#### [Task requirements]
1: Could you transcribe the stretch from "Horny Devil" through "all over it." in the poetry request thread, word for word?
2: Can you carry the poetry request thread forward by writing what comes after its last post?

#### [Selected excerpt]
Calling all Poets!

Devilish1

Horny Devil
Joined
Apr 12, 2002
Posts
1,146
I love reading poetry, but im not as talented when it comes to writing it.
Thats why im here.
I need a poem that express my anger, my pain. :mad:

Ive given 2 of the most important things to someone, my heart and trust and they just stomped all over it.

Ive found out recently hes not the man he claimed to be.

Hes lied to me repeatly for the past year. :mad:

Im looking for a good, nasty poem that expresses feelings of everything ive posted here.

I really would appreciate anyone that can help me with this.
I want him to know how much pain he caused me.

Thanks everyone! :)

Devilish1
 
Hello Devilish

Why don't you start out by writing down more details. Tell how he lied and how it made it you feel. Maybe write about what kind of man you thought he was, and what kind of man he really is. Give some examples of how you gave him your heart and trust.

After you write some of this down, see if you can come up with a poem that expresses it. Then post the poem, or at least more details, on this thread, and I'm sure a few poets will step forward to help you polish it. :)

#### [Dataset records]

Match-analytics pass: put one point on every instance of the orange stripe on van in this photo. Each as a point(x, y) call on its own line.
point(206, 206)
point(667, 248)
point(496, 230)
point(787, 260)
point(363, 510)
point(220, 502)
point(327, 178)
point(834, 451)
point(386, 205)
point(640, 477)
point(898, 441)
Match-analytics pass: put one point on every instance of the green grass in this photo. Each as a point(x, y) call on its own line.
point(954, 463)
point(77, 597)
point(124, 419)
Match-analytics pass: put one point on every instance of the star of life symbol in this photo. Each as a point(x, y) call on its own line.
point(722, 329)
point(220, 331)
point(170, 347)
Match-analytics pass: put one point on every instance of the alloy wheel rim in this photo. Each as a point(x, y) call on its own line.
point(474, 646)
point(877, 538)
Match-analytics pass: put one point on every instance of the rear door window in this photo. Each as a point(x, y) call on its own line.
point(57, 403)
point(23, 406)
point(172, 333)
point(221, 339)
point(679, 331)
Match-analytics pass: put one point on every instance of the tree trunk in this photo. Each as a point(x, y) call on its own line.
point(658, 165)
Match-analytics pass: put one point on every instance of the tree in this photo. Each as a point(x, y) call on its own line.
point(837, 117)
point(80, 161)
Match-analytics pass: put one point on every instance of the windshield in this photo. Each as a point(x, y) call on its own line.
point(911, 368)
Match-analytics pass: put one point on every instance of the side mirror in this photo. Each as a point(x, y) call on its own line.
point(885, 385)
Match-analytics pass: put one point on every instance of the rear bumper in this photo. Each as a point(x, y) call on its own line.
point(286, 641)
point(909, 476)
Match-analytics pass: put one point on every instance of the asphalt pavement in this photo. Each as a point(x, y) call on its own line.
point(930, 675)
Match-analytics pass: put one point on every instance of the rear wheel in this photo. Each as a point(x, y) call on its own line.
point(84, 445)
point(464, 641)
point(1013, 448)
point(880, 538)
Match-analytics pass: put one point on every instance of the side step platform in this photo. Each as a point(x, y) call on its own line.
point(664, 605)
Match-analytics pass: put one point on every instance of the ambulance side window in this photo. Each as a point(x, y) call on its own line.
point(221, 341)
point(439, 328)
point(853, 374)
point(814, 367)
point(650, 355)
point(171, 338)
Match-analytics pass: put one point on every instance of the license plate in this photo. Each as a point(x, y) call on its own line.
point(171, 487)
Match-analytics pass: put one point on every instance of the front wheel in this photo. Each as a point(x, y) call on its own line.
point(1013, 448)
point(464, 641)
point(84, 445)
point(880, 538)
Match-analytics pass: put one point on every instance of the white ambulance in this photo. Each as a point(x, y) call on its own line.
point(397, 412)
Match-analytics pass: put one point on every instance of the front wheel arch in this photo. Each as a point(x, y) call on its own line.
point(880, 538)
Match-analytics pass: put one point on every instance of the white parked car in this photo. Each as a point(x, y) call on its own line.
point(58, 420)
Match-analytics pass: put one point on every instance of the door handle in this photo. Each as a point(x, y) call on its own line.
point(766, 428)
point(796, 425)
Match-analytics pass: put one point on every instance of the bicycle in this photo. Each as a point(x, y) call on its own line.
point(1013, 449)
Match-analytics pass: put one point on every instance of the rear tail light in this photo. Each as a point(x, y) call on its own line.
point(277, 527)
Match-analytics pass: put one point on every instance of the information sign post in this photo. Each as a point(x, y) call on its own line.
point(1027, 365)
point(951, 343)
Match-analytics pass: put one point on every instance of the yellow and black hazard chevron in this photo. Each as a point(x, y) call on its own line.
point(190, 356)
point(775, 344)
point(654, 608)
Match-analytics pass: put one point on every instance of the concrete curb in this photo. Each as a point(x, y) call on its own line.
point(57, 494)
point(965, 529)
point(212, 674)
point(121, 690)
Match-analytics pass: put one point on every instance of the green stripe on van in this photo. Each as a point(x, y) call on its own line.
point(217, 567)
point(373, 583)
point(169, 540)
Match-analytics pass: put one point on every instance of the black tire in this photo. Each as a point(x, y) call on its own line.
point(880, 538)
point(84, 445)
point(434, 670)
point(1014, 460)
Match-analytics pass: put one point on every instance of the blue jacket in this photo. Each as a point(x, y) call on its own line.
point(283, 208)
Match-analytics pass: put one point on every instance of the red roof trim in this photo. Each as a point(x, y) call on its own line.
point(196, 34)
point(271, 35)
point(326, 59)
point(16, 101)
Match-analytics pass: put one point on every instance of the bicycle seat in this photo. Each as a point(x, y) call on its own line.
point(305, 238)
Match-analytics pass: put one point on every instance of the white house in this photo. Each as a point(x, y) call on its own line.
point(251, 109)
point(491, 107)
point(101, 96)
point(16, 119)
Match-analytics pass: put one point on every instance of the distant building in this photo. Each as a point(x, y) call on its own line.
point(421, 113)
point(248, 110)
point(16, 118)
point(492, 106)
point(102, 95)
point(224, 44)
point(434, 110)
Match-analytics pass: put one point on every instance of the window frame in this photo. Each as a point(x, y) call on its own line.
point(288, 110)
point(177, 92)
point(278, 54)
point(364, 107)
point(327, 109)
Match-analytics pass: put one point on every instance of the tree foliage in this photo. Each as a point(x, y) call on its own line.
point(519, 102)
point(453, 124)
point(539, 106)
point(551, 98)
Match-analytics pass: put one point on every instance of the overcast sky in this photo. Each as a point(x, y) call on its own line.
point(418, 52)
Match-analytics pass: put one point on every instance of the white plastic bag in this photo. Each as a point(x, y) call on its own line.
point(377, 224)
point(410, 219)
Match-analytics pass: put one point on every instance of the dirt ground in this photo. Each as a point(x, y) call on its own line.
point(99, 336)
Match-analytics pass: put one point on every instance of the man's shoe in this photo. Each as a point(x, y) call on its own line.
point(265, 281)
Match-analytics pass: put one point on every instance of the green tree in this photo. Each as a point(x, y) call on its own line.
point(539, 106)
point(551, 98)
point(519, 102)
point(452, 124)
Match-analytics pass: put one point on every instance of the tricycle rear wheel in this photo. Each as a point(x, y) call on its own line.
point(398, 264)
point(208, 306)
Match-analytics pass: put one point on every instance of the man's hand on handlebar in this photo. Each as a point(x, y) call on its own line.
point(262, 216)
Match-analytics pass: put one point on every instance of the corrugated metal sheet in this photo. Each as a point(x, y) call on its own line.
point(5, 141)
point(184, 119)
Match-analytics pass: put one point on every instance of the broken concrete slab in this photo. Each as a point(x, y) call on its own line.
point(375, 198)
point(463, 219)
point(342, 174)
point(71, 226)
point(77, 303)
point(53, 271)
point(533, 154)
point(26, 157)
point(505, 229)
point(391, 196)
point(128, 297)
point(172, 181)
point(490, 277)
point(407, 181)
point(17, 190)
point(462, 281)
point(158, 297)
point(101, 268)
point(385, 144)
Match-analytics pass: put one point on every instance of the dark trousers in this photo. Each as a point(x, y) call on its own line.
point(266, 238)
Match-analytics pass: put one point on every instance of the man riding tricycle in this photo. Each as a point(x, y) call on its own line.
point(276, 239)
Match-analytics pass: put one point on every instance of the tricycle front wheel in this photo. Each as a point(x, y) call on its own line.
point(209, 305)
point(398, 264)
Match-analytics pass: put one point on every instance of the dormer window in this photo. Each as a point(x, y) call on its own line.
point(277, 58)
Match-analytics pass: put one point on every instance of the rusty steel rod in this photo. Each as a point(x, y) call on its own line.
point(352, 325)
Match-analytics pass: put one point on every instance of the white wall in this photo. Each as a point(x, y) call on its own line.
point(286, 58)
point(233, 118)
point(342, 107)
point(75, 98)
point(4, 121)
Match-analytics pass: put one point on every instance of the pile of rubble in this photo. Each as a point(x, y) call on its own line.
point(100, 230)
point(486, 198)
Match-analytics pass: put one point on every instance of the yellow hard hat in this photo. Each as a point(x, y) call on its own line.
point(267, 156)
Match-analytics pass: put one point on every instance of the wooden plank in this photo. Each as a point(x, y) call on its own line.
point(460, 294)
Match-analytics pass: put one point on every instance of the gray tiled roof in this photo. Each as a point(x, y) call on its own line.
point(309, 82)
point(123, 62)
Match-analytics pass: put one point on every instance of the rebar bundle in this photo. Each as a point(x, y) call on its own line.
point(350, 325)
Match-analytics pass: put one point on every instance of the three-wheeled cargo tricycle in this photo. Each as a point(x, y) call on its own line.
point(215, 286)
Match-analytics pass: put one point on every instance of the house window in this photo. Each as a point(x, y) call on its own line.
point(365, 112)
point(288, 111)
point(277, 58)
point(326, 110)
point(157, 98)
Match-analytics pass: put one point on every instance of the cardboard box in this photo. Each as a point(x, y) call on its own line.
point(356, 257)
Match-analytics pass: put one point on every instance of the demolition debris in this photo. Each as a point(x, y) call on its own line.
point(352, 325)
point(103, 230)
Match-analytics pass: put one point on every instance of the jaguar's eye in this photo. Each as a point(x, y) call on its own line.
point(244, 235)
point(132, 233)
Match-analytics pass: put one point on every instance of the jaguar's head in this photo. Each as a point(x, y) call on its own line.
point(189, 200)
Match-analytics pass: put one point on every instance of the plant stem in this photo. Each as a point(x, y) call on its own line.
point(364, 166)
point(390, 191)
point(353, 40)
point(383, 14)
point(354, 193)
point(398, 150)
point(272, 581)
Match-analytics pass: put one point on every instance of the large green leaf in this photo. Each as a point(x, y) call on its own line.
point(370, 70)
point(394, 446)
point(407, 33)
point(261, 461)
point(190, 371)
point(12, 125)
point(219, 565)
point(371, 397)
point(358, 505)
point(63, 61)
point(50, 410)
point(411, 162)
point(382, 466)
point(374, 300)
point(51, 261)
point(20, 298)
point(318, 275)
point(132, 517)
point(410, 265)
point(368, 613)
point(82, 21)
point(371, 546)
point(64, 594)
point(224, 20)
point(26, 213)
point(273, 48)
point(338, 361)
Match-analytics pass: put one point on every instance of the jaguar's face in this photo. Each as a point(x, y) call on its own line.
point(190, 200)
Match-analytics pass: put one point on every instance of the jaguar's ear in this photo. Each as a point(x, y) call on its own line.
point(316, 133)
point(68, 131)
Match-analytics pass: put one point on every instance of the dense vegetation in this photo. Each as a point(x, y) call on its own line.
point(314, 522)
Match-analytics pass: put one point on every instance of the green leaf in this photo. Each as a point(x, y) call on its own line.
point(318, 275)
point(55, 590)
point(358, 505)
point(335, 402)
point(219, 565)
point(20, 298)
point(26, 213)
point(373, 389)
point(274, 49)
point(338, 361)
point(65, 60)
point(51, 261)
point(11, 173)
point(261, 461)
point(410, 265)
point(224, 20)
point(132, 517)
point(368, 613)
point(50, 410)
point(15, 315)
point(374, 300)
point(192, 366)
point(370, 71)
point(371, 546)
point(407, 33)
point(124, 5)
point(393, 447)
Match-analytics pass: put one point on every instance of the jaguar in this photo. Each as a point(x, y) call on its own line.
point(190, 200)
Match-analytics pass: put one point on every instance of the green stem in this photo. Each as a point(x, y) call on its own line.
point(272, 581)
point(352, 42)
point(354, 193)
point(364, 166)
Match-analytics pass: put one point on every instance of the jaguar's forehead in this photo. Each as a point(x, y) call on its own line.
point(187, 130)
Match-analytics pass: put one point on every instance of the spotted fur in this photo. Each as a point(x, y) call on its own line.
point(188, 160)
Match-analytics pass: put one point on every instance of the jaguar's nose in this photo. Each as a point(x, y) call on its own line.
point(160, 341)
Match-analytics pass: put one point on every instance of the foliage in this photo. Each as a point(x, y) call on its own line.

#### [Answers for this exercise]
1:
Horny Devil
Joined
Apr 12, 2002
Posts
1,146
I love reading poetry, but im not as talented when it comes to writing it.
Thats why im here.
I need a poem that express my anger, my pain. :mad:

Ive given 2 of the most important things to someone, my heart and trust and they just stomped all over it.

2:
 
Originally posted by WickedEve


Tell how he lied and how it made it you feel.

He lied to me by not telling me he has a criminal record( a very BAD criminal record).
He is a thief. He not only has stolen things, hes stole my heart and trust and used them to his own advantaged.




Maybe write about what kind of man you thought he was,

I thought he was a good, loving man, funny, easy going. A man who works hard, Honest, loved his family and wanted to have a family again with me. He maded me feel like he was the victim in his marriage that he did know why wife left. Didnt smoke, didnt do drugs and barely dranked. All lies.

and what kind of man he really is.

He is a lier, a player, user, likes to control people, hes a theif, doesnt care about anyone elses feelings but his own and when the tough gets going, so does he. He runs from his problems.

Give some examples of how you gave him your heart and trust.

I fell in love with what he seemed to be. A great father to 4 beautiful children. A loving man, someone i could see my self settling down with. Someone i could feel i would have another child with someday. Someone i trusted would do no hard to me or my son.

I trusted him with my heart to never hurt it. I loved him for who he said he was. Not for what he could give me. He worked alot of hurs and i didnt care. I didnt care that he have 4 children from a previage marriage. The kids was just a bonus when i fell in love with him. I tursted him enough that i brought him around my son.

He has maded me feel stupid ( for loving him) Hurt (for trusting him) Angry because i was played for fool.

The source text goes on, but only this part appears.